> [Aim]: Copy out the data below verbatim.

** begin **

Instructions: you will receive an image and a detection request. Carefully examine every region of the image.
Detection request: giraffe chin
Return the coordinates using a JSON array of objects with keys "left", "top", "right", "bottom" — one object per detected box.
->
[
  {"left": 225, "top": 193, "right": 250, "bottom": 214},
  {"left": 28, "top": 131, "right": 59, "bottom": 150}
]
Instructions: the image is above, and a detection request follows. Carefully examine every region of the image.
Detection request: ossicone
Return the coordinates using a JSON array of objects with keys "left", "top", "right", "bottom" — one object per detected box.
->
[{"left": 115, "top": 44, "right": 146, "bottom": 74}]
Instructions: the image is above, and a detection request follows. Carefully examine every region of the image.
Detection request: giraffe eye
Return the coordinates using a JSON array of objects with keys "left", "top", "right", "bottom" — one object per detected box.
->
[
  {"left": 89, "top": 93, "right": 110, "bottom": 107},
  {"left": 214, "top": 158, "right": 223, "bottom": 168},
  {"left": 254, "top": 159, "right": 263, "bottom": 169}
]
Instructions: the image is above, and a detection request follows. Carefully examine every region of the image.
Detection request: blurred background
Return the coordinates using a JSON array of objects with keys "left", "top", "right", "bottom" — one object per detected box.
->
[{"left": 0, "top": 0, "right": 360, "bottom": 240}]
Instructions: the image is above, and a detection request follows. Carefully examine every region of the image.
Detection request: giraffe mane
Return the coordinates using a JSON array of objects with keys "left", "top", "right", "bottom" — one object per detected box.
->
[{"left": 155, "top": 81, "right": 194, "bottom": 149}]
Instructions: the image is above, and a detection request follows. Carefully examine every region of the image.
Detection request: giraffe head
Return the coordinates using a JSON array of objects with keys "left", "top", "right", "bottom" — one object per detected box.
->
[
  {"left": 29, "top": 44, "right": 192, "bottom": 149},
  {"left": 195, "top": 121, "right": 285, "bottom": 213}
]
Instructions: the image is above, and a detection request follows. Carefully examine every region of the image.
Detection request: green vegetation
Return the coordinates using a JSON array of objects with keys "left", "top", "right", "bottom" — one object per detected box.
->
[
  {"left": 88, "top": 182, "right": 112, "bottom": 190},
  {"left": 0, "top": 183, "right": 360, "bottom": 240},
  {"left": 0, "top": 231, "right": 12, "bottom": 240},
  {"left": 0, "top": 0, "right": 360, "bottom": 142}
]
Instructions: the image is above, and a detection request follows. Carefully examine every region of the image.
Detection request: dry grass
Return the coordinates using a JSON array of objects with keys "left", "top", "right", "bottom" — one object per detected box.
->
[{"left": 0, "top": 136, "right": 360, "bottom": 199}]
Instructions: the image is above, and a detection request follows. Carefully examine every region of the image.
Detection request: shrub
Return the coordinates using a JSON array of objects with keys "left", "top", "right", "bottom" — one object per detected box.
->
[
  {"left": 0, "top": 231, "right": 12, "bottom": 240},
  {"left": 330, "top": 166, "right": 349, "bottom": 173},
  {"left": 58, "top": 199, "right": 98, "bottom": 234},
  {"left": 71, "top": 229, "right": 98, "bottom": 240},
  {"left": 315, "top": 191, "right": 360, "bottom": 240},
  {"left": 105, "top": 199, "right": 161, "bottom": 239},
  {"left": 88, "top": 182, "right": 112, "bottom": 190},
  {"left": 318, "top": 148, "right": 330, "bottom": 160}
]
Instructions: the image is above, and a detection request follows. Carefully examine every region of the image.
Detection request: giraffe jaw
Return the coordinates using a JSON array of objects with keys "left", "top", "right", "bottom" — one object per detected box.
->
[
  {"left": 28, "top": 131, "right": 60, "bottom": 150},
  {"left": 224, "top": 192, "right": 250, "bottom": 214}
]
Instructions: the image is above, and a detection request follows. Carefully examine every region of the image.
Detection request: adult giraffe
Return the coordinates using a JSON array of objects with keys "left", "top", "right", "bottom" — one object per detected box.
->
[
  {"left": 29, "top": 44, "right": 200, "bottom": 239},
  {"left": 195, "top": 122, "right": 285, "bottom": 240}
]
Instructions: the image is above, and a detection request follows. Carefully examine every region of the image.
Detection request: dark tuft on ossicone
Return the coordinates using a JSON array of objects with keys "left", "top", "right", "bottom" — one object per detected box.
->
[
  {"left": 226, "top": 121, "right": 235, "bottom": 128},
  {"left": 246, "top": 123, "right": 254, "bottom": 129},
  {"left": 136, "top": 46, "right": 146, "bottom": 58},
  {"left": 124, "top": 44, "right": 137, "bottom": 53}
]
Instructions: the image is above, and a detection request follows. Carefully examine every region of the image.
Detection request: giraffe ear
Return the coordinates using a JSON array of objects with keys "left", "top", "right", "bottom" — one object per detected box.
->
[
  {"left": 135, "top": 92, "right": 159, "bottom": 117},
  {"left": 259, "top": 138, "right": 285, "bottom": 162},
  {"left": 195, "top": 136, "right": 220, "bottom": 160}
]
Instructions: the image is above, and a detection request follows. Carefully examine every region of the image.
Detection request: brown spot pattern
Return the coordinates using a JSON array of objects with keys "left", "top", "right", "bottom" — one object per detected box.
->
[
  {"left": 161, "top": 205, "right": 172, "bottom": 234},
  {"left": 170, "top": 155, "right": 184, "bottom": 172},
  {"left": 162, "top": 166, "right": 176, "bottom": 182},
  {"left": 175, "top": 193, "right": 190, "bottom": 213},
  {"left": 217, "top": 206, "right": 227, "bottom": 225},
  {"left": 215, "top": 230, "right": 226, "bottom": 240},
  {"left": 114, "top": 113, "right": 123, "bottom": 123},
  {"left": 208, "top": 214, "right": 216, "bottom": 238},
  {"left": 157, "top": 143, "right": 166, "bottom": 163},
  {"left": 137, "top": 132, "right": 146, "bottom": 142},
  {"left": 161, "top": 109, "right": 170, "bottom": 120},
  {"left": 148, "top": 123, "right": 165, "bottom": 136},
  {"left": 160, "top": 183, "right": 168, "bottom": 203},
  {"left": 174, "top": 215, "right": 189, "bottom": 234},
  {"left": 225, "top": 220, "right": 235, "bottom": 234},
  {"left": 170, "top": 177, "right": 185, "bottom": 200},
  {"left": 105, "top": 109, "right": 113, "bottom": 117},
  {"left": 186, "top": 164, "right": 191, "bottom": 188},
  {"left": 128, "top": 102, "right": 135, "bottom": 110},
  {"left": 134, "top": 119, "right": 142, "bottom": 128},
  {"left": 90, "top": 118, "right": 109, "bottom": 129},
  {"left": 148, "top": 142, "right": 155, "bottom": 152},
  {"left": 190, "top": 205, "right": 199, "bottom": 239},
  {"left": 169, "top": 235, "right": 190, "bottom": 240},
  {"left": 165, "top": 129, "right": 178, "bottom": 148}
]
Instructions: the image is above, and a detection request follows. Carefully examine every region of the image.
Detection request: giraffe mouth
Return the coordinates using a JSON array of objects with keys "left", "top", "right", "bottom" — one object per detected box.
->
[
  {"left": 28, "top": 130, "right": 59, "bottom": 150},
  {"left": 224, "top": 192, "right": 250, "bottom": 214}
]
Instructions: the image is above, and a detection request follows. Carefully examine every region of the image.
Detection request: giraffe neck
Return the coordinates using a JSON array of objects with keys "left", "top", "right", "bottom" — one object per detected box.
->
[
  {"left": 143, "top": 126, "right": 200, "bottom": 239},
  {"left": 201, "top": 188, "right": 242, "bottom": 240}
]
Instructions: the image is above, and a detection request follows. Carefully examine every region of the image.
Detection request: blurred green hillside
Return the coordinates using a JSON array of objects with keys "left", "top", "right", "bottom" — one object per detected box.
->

** end **

> [The response]:
Instructions: you will receive an image and a detection request. Carefully examine every region of the image.
Detection request: giraffe chin
Return the coordinates using a JSON array of objects with keys "left", "top", "right", "bottom" — one object per detected box.
->
[
  {"left": 225, "top": 193, "right": 250, "bottom": 214},
  {"left": 28, "top": 131, "right": 59, "bottom": 150}
]
Instructions: the image is above, and a detection request follows. Carefully examine every region of the image.
Detection request: ossicone
Return the coordinates using a JSON array of objects with keys "left", "top", "right", "bottom" — one object per detected box.
->
[{"left": 115, "top": 44, "right": 146, "bottom": 74}]
Instructions: the image is above, and a detection request follows. Carefully examine every region of the image.
Detection request: giraffe eye
Return the coordinates using a JSON array of objects with keys "left", "top", "right", "bottom" — one object per detected box.
->
[
  {"left": 89, "top": 93, "right": 110, "bottom": 107},
  {"left": 214, "top": 158, "right": 223, "bottom": 168},
  {"left": 254, "top": 159, "right": 263, "bottom": 169}
]
Instructions: the image is above, and a detection request follows. Carefully examine every region of the image.
Detection request: blurred background
Return the coordinates using a JSON array of objects with keys "left", "top", "right", "bottom" — one object per detected box.
->
[{"left": 0, "top": 0, "right": 360, "bottom": 240}]
Instructions: the image is above, and a detection request follows. Carefully examine every region of the image.
Detection request: giraffe mane
Return the coordinates using a JSON array of objects with keys "left", "top", "right", "bottom" — one object per detected box.
->
[{"left": 155, "top": 81, "right": 194, "bottom": 149}]
Instructions: the image is above, and a detection request follows. Carefully examine every region of the image.
Detection request: giraffe head
Return the coordinates using a JSON array of objects with keys "left", "top", "right", "bottom" — one object per detected box.
->
[
  {"left": 29, "top": 44, "right": 192, "bottom": 149},
  {"left": 195, "top": 121, "right": 285, "bottom": 213}
]
Instructions: the image is above, and a detection request follows. Carefully examine every region of the image.
Detection request: green vegetation
Return the coordinates using a JSON array of objects with keys "left", "top", "right", "bottom" — one object per detected box.
->
[
  {"left": 88, "top": 182, "right": 112, "bottom": 190},
  {"left": 0, "top": 183, "right": 360, "bottom": 240},
  {"left": 0, "top": 231, "right": 12, "bottom": 240},
  {"left": 0, "top": 0, "right": 360, "bottom": 142}
]
Instructions: the image is above, and a detection request follows. Carefully examine every region of the image.
Detection request: dry grass
Return the coordinates using a JSON array of objects with keys "left", "top", "right", "bottom" — one object per detected box.
->
[{"left": 0, "top": 136, "right": 360, "bottom": 199}]
Instructions: the image is above, and a detection request follows. Carefully examine every region of the image.
Detection request: shrub
Return the coordinates using a JSON array of objects with keys "left", "top", "right", "bottom" — one object per detected box.
->
[
  {"left": 0, "top": 231, "right": 12, "bottom": 240},
  {"left": 330, "top": 166, "right": 349, "bottom": 173},
  {"left": 58, "top": 199, "right": 98, "bottom": 234},
  {"left": 71, "top": 229, "right": 98, "bottom": 240},
  {"left": 315, "top": 191, "right": 360, "bottom": 240},
  {"left": 105, "top": 199, "right": 161, "bottom": 239},
  {"left": 88, "top": 182, "right": 112, "bottom": 190},
  {"left": 318, "top": 148, "right": 330, "bottom": 160}
]
Instructions: the image is above, and a detection request follows. Carefully examine every region of the image.
Detection request: giraffe jaw
Return the coordinates using a JSON array of objects with keys "left", "top", "right", "bottom" — one object per detected box.
->
[
  {"left": 28, "top": 131, "right": 60, "bottom": 150},
  {"left": 224, "top": 192, "right": 250, "bottom": 214}
]
Instructions: the image is above, and a detection request follows. Carefully examine every region of the image.
Detection request: adult giraffe
Return the coordinates using a JSON array of objects with keys "left", "top", "right", "bottom" — one object per detected box.
->
[
  {"left": 29, "top": 44, "right": 200, "bottom": 239},
  {"left": 195, "top": 122, "right": 285, "bottom": 240}
]
Instructions: the image is above, and a detection request follows. Carefully examine every region of the image.
Detection request: dark tuft on ossicone
Return the coordinates using a JSON array of objects with keys "left", "top", "right", "bottom" — one object per detected box.
->
[
  {"left": 226, "top": 121, "right": 235, "bottom": 128},
  {"left": 246, "top": 123, "right": 254, "bottom": 129},
  {"left": 136, "top": 46, "right": 146, "bottom": 58},
  {"left": 124, "top": 44, "right": 137, "bottom": 53}
]
Instructions: the image is above, and a detection request follows. Carefully examine every region of the image.
Detection request: giraffe ear
Return the coordinates using a JSON array of objects with keys "left", "top", "right", "bottom" — one object per detected box.
->
[
  {"left": 135, "top": 92, "right": 159, "bottom": 117},
  {"left": 259, "top": 138, "right": 285, "bottom": 162},
  {"left": 195, "top": 136, "right": 220, "bottom": 160}
]
Instructions: the image is above, and a detection request follows. Carefully examine every region of the image.
Detection request: brown spot pattern
Return the coordinates using a JSON array of objects with keys "left", "top", "right", "bottom" — one object per detected box.
->
[
  {"left": 161, "top": 205, "right": 172, "bottom": 234},
  {"left": 170, "top": 155, "right": 184, "bottom": 172},
  {"left": 162, "top": 166, "right": 176, "bottom": 182},
  {"left": 175, "top": 193, "right": 190, "bottom": 213},
  {"left": 217, "top": 206, "right": 227, "bottom": 225},
  {"left": 215, "top": 230, "right": 226, "bottom": 240},
  {"left": 114, "top": 113, "right": 123, "bottom": 123},
  {"left": 208, "top": 214, "right": 216, "bottom": 238},
  {"left": 157, "top": 143, "right": 166, "bottom": 163},
  {"left": 137, "top": 132, "right": 146, "bottom": 142},
  {"left": 161, "top": 109, "right": 170, "bottom": 120},
  {"left": 148, "top": 123, "right": 165, "bottom": 136},
  {"left": 160, "top": 183, "right": 168, "bottom": 203},
  {"left": 174, "top": 215, "right": 189, "bottom": 234},
  {"left": 225, "top": 220, "right": 235, "bottom": 234},
  {"left": 170, "top": 177, "right": 185, "bottom": 200},
  {"left": 105, "top": 109, "right": 113, "bottom": 117},
  {"left": 186, "top": 164, "right": 191, "bottom": 188},
  {"left": 128, "top": 102, "right": 135, "bottom": 110},
  {"left": 134, "top": 119, "right": 142, "bottom": 128},
  {"left": 90, "top": 118, "right": 109, "bottom": 129},
  {"left": 148, "top": 142, "right": 155, "bottom": 152},
  {"left": 190, "top": 205, "right": 199, "bottom": 239},
  {"left": 169, "top": 235, "right": 190, "bottom": 240},
  {"left": 165, "top": 129, "right": 178, "bottom": 148}
]
Instructions: the image is above, and a detection request follows. Carefully examine every region of the image.
Detection request: giraffe mouth
Return the coordinates using a JSON array of objects with keys "left", "top", "right", "bottom" — one object per detected box.
->
[
  {"left": 28, "top": 130, "right": 59, "bottom": 150},
  {"left": 224, "top": 192, "right": 250, "bottom": 214}
]
Instructions: the image is above, and a detection request follows. Carefully examine every region of the image.
Detection request: giraffe neck
Return the coordinates using a JSON array of objects with keys "left", "top", "right", "bottom" — one object per detected box.
->
[
  {"left": 143, "top": 126, "right": 200, "bottom": 239},
  {"left": 201, "top": 188, "right": 242, "bottom": 240}
]
Instructions: the image is above, and a detection request follows. Carefully examine every region of the image.
Detection request: blurred green hillside
Return the coordinates using a JSON array of objects with keys "left", "top", "right", "bottom" — one object per detected box.
->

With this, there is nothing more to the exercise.